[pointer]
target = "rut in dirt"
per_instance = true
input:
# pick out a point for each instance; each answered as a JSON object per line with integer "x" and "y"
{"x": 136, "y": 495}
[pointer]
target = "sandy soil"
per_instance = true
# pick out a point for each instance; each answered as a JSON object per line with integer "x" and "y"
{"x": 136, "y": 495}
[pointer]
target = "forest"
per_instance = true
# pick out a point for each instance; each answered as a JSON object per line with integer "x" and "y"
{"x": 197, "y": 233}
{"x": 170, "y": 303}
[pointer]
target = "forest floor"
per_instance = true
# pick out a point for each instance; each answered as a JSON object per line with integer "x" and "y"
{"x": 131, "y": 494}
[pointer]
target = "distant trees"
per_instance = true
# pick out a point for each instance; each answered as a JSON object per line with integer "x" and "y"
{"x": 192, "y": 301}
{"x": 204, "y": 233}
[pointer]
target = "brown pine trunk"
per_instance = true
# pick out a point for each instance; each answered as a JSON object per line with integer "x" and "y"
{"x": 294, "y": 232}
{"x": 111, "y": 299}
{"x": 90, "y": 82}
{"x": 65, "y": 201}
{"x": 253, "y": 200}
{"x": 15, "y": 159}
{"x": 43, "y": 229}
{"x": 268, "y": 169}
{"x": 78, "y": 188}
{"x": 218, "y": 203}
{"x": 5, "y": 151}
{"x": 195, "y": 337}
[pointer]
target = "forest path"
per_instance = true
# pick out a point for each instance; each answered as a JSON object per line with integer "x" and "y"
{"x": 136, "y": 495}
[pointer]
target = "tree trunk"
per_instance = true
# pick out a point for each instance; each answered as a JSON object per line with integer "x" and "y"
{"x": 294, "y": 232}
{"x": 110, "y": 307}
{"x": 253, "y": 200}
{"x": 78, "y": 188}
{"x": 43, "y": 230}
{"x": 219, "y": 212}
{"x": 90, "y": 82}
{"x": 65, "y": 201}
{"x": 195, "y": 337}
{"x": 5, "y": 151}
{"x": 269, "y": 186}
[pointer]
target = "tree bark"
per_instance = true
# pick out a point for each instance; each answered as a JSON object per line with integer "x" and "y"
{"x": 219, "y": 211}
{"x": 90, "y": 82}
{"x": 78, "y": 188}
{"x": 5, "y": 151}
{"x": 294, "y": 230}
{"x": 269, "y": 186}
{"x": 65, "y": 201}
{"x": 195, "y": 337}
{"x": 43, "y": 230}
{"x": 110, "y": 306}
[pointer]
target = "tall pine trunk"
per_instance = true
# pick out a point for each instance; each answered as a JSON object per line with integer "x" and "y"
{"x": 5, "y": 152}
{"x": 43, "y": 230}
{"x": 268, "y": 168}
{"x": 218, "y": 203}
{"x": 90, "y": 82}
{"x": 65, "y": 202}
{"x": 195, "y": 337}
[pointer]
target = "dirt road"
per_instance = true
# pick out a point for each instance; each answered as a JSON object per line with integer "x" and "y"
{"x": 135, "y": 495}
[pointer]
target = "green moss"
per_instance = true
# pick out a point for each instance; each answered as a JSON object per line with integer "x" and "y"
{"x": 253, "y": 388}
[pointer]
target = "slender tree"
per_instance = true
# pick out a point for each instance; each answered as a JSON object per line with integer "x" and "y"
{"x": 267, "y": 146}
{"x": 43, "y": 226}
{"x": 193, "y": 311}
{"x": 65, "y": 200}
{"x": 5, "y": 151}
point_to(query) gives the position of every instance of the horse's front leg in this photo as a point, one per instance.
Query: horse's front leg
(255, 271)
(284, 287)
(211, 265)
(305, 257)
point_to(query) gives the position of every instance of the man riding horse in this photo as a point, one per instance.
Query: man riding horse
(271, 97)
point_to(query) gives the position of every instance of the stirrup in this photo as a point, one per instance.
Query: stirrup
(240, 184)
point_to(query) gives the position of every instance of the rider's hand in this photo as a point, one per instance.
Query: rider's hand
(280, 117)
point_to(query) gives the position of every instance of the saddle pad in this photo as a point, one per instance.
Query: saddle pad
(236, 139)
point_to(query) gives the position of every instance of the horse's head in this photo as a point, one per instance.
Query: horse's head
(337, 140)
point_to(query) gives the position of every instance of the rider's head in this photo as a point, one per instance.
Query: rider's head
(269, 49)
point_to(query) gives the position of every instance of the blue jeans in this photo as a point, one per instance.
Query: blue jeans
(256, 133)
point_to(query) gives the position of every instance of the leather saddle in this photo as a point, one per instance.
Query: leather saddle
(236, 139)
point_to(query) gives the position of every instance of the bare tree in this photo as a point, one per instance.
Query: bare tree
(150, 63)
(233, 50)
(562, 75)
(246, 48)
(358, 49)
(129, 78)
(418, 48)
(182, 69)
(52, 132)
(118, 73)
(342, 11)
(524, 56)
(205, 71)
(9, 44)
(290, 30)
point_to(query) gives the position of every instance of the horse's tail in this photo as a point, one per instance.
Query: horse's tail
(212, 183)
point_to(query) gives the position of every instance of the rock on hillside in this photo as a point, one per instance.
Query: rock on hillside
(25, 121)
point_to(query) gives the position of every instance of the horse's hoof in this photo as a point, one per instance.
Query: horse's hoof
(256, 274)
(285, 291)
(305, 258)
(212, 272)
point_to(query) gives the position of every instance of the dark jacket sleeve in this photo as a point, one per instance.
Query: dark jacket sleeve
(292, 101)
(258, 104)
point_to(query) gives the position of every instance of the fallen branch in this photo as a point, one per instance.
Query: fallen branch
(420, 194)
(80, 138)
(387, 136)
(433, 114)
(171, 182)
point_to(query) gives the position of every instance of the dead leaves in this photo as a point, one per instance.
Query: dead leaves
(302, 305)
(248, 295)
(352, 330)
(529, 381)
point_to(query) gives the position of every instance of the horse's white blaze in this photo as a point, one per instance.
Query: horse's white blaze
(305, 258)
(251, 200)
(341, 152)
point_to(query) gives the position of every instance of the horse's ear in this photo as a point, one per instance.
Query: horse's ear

Activity:
Your task is to reproduce the full listing exactly.

Finished exercise:
[pointer]
target = "rut in dirt"
per_instance = true
input:
# pick out a point for each instance; each answered as a JSON object per line with integer "x" and "y"
{"x": 136, "y": 495}
[pointer]
target = "sandy soil"
per_instance = true
# pick out a point for each instance; each answered as a JSON object per line with integer "x" and "y"
{"x": 136, "y": 495}
[pointer]
target = "forest"
per_instance = true
# pick out a point for each instance; each answered as a JSON object per line with integer "x" and "y"
{"x": 197, "y": 233}
{"x": 170, "y": 303}
[pointer]
target = "forest floor"
per_instance = true
# pick out a point for each instance; each answered as a JSON object per line with integer "x" and "y"
{"x": 131, "y": 494}
[pointer]
target = "distant trees"
per_instance = true
# pick out a point for each instance; each answered as a JSON object per line with integer "x" and "y"
{"x": 192, "y": 301}
{"x": 204, "y": 233}
[pointer]
target = "brown pine trunk"
per_instance = true
# pick out a point for each instance; each answered as a JSON object per line with integer "x" and "y"
{"x": 294, "y": 232}
{"x": 111, "y": 299}
{"x": 90, "y": 82}
{"x": 65, "y": 201}
{"x": 253, "y": 200}
{"x": 15, "y": 159}
{"x": 43, "y": 229}
{"x": 268, "y": 169}
{"x": 78, "y": 188}
{"x": 218, "y": 203}
{"x": 5, "y": 151}
{"x": 195, "y": 337}
[pointer]
target = "forest path"
per_instance = true
# pick out a point for each instance; each answered as a JSON object per line with integer "x" and "y"
{"x": 136, "y": 495}
[pointer]
target = "tree trunk"
per_instance = true
# pick out a point for each instance; each answered as a JSON object per line with integer "x" and "y"
{"x": 294, "y": 232}
{"x": 110, "y": 307}
{"x": 253, "y": 200}
{"x": 78, "y": 188}
{"x": 43, "y": 230}
{"x": 219, "y": 212}
{"x": 90, "y": 82}
{"x": 65, "y": 201}
{"x": 195, "y": 337}
{"x": 5, "y": 151}
{"x": 269, "y": 186}
[pointer]
target = "tree bark"
per_instance = true
# pick out a point for each instance; each answered as a JSON object per line with integer "x" and "y"
{"x": 219, "y": 211}
{"x": 90, "y": 82}
{"x": 78, "y": 188}
{"x": 5, "y": 151}
{"x": 294, "y": 230}
{"x": 269, "y": 186}
{"x": 65, "y": 201}
{"x": 195, "y": 337}
{"x": 43, "y": 230}
{"x": 110, "y": 306}
[pointer]
target = "tall pine trunk"
per_instance = true
# pick out a point for each instance; each answered as a JSON object per line with integer "x" and "y"
{"x": 5, "y": 152}
{"x": 43, "y": 230}
{"x": 268, "y": 168}
{"x": 218, "y": 203}
{"x": 90, "y": 82}
{"x": 65, "y": 202}
{"x": 195, "y": 337}
[pointer]
target = "dirt road"
per_instance = true
# pick out a point for each instance; each answered as a JSON object per line with integer "x" and "y"
{"x": 135, "y": 495}
[pointer]
target = "green moss"
per_instance = true
# pick out a point for each instance; each answered as a JSON object per line with integer "x" and "y"
{"x": 253, "y": 388}
[pointer]
target = "slender tree"
per_instance = true
# pick out a point for each instance; each answered as a JSON object per line with integer "x" and "y"
{"x": 267, "y": 146}
{"x": 43, "y": 226}
{"x": 193, "y": 311}
{"x": 65, "y": 200}
{"x": 5, "y": 151}
point_to(query) gives the position of every instance of the horse's front leg in this photo as a point, one per instance.
Query: horse's front leg
(255, 271)
(284, 287)
(211, 265)
(305, 257)
point_to(query) gives the position of every instance of the man riding horse in this photo as a point, one per instance.
Query: man riding horse
(271, 97)
point_to(query) gives the position of every instance of the stirrup in this photo as a point, one per instance.
Query: stirrup
(240, 184)
point_to(query) gives the position of every instance of the rider's hand in this photo as a point, one per instance.
Query: rider's hand
(280, 117)
point_to(query) gives the position of every instance of the saddle pad in this photo as a point, one per instance.
Query: saddle pad
(236, 139)
point_to(query) gives the position of every instance of the horse's head in this photo as a point, one per instance.
Query: horse's head
(337, 140)
point_to(query) gives the position of every instance of the rider's head in this photo as a point, one per instance.
Query: rider's head
(269, 49)
point_to(query) gives the position of every instance of the blue jeans in this photo as a point, one per instance.
Query: blue jeans
(256, 133)
point_to(query) gives the position of every instance of the leather saddle in this photo as a point, one per instance.
Query: leather saddle
(236, 139)
point_to(query) gives the position of every instance of the bare tree in this photo as a point, one per instance.
Query: bare tree
(150, 63)
(233, 50)
(562, 75)
(246, 48)
(358, 49)
(129, 78)
(418, 48)
(182, 69)
(52, 132)
(118, 73)
(342, 11)
(524, 56)
(205, 71)
(9, 44)
(290, 30)
point_to(query) gives the position of every instance of the horse's tail in this photo as a point, one per instance.
Query: horse's tail
(212, 183)
point_to(query) gives the position of every instance of the rock on hillside in this photo as a point, one per instance.
Query: rock on hillside
(25, 121)
point_to(query) gives the position of every instance of the horse's hoof in this photo as a point, one per instance.
Query: horse's hoof
(256, 274)
(285, 291)
(305, 258)
(212, 272)
point_to(query) gives the position of every instance of the dark jacket sleeve in this photo as a point, one per instance.
Query: dark jacket sleeve
(292, 101)
(258, 104)
point_to(query) gives the position of every instance of the fallen branch in this photo as a point, one per instance.
Query: fallen branch
(420, 194)
(80, 138)
(387, 136)
(433, 114)
(171, 182)
point_to(query) gives the position of every instance of the dead leaves in this photo as a point, one per instance.
Query: dead leaves
(302, 305)
(248, 295)
(352, 330)
(529, 381)
point_to(query) gives the position of every instance of the horse's white blaze in this photo as a point, one per instance.
Query: horse's white blaze
(305, 258)
(251, 200)
(341, 152)
point_to(query) gives the position of every instance of the horse's ear in this photo as a point, one per instance.
Query: horse's ear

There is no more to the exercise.